Task instructions –
Please set down all the lines beneath this one exactly, without the pictures.

Image point annotation entries:

####################

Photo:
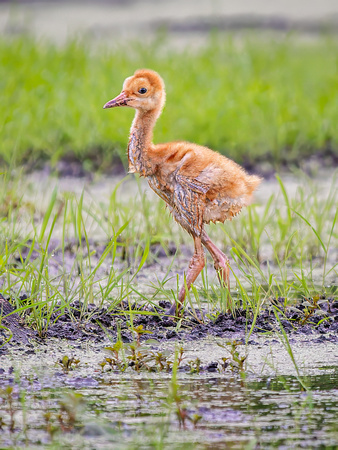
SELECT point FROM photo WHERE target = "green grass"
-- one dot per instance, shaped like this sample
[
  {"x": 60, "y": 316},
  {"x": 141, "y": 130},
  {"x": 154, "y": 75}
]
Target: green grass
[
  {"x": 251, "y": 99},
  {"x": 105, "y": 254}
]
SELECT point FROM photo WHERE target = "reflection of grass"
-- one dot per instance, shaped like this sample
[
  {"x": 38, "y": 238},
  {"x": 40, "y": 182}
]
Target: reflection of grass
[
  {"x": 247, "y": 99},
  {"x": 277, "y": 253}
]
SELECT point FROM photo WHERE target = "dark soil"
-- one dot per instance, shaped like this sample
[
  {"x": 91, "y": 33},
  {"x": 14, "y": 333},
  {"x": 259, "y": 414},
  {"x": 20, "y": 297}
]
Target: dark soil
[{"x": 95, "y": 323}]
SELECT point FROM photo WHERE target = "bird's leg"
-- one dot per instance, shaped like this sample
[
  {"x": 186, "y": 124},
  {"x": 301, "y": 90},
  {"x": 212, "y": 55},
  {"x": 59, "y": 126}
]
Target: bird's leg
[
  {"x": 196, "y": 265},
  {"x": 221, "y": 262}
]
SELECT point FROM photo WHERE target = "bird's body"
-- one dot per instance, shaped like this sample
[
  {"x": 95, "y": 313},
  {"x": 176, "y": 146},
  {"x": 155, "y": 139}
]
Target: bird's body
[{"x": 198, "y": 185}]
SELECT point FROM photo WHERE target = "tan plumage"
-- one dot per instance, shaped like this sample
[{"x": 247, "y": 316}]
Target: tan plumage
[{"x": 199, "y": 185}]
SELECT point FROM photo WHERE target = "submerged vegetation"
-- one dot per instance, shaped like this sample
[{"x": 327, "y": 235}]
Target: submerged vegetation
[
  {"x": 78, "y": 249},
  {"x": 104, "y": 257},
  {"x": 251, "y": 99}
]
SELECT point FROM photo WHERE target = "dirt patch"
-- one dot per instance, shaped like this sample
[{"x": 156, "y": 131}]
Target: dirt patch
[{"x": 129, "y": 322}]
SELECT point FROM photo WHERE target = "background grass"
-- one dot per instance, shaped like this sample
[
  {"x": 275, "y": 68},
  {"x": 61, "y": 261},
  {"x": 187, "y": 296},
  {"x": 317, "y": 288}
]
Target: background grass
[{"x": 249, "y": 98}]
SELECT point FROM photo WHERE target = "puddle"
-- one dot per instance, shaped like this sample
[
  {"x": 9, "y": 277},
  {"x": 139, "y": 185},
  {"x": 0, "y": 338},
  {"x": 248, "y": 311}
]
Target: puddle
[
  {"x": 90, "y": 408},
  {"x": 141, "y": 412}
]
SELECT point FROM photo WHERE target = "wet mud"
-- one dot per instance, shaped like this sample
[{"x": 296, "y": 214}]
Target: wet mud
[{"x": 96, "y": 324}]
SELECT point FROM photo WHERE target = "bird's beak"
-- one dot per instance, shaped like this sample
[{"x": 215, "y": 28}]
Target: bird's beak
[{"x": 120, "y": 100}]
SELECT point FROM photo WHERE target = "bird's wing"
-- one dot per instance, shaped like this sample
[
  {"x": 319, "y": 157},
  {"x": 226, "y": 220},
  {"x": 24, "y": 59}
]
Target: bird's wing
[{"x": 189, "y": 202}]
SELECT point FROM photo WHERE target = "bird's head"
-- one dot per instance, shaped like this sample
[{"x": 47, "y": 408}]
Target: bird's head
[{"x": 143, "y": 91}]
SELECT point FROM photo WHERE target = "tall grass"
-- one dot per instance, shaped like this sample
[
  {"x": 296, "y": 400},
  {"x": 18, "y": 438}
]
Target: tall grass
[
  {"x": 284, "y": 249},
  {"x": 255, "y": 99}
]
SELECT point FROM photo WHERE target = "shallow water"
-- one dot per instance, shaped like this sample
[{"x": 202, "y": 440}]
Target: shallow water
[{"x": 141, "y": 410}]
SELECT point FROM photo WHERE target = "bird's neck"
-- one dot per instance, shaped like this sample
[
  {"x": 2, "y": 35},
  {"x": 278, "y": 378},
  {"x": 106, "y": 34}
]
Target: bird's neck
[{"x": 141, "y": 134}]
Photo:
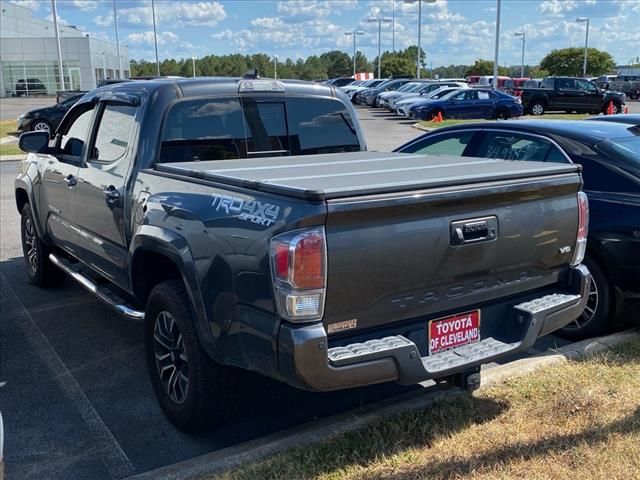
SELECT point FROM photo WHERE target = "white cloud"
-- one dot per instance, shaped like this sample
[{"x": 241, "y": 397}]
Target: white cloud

####################

Reply to the exercise –
Photo:
SELECT point FROM photo WHERE target = "green grass"
-- one dot per instance, shaped like this sample
[
  {"x": 60, "y": 316},
  {"x": 141, "y": 130},
  {"x": 154, "y": 75}
]
Target: green grass
[
  {"x": 251, "y": 99},
  {"x": 105, "y": 254}
]
SELECT point FROM photo WHERE target = "reflection of grass"
-- one dot per instance, shaped like this sample
[
  {"x": 38, "y": 238},
  {"x": 40, "y": 182}
]
Target: reflection of grass
[
  {"x": 247, "y": 99},
  {"x": 277, "y": 253}
]
SELECT point FROM photo WHERE target = "dark soil"
-- one dot per instance, shaped like this sample
[
  {"x": 91, "y": 33},
  {"x": 14, "y": 333},
  {"x": 259, "y": 414},
  {"x": 20, "y": 297}
]
Target: dark soil
[{"x": 95, "y": 323}]
SELECT point FROM photo WHERE target = "bird's leg"
-- one dot per instance, shaped like this sample
[
  {"x": 186, "y": 124},
  {"x": 301, "y": 90},
  {"x": 212, "y": 55},
  {"x": 59, "y": 126}
]
Target: bird's leg
[
  {"x": 196, "y": 265},
  {"x": 221, "y": 262}
]
SELECT point FROM photo WHERE target = "bird's body"
-- one dot per instance, shaped like this sample
[
  {"x": 95, "y": 313},
  {"x": 176, "y": 146},
  {"x": 155, "y": 139}
]
Target: bird's body
[{"x": 198, "y": 185}]
SELECT point FROM photo WHERE target = "tan plumage"
-- one dot per instance, shaped like this sample
[{"x": 247, "y": 316}]
Target: tan plumage
[{"x": 199, "y": 185}]
SELECT point FROM photo WHERE target = "submerged vegetation"
-- one dot per instance, shaped like this sample
[{"x": 327, "y": 235}]
Target: submerged vegetation
[
  {"x": 78, "y": 249},
  {"x": 104, "y": 257},
  {"x": 251, "y": 99}
]
SELECT point FROM photo WHERE target = "dirt patch"
-- one dot per instance, shaped like this sample
[{"x": 156, "y": 131}]
Target: dirt patch
[{"x": 129, "y": 322}]
SELECT point FROM photo WHERE target = "background grass"
-- one dot per instance, shaped like this sample
[
  {"x": 275, "y": 68},
  {"x": 61, "y": 261},
  {"x": 187, "y": 296},
  {"x": 317, "y": 288}
]
Target: background grass
[{"x": 249, "y": 98}]
SELECT point FROM photo WHERE target = "puddle"
-- one dot per instance, shaped like this sample
[
  {"x": 9, "y": 277},
  {"x": 139, "y": 185},
  {"x": 0, "y": 338},
  {"x": 248, "y": 311}
]
Target: puddle
[
  {"x": 90, "y": 408},
  {"x": 141, "y": 412}
]
SELECT point FROM photo WHERE target = "wet mud"
-- one dot per instance, shaped like this sample
[{"x": 296, "y": 214}]
Target: wet mud
[{"x": 96, "y": 324}]
SELECT point FROM photo WHERE target = "bird's beak"
-- one dot per instance, shaped like this sample
[{"x": 215, "y": 28}]
Target: bird's beak
[{"x": 120, "y": 100}]
SELECT point FROM photo WHERE target = "bird's wing"
-- one dot per instance, shaped like this sample
[
  {"x": 319, "y": 157},
  {"x": 226, "y": 220},
  {"x": 24, "y": 59}
]
Target: bird's wing
[{"x": 189, "y": 202}]
SELECT point FROM photo WHERE target = "bird's head"
-- one dot per instance, shaped like this sample
[{"x": 47, "y": 408}]
Target: bird's head
[{"x": 143, "y": 91}]
SELECT point FROM photo WHERE target = "tall grass"
-- one dot per instance, shaped like this sample
[
  {"x": 296, "y": 400},
  {"x": 18, "y": 438}
]
Target: tall grass
[
  {"x": 284, "y": 249},
  {"x": 255, "y": 99}
]
SELECT point FROM photo WHERE target = "shallow water"
-- one dot per instance, shaped like this sample
[{"x": 202, "y": 440}]
Target: shallow water
[{"x": 141, "y": 410}]
SELECT point FROM photo WHERE target = "bird's neck"
-- one dot per instance, shaped like this sample
[
  {"x": 2, "y": 35},
  {"x": 278, "y": 378},
  {"x": 106, "y": 34}
]
Target: bird's neck
[{"x": 141, "y": 134}]
Photo:
SELECT point FROM photo WHERE target = "white cloud"
-- one dot per instance, shaped like this sample
[{"x": 241, "y": 397}]
Target: white cloud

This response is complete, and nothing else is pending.